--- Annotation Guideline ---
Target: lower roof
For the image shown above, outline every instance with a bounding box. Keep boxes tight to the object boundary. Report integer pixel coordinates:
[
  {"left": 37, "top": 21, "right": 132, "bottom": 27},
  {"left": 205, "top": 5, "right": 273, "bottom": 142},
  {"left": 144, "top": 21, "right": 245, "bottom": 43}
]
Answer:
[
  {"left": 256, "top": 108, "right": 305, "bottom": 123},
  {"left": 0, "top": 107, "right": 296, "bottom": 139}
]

What you should do → Count how many lines in the material above contain the word "right". Case counts. Reply with the number only.

Final result → 5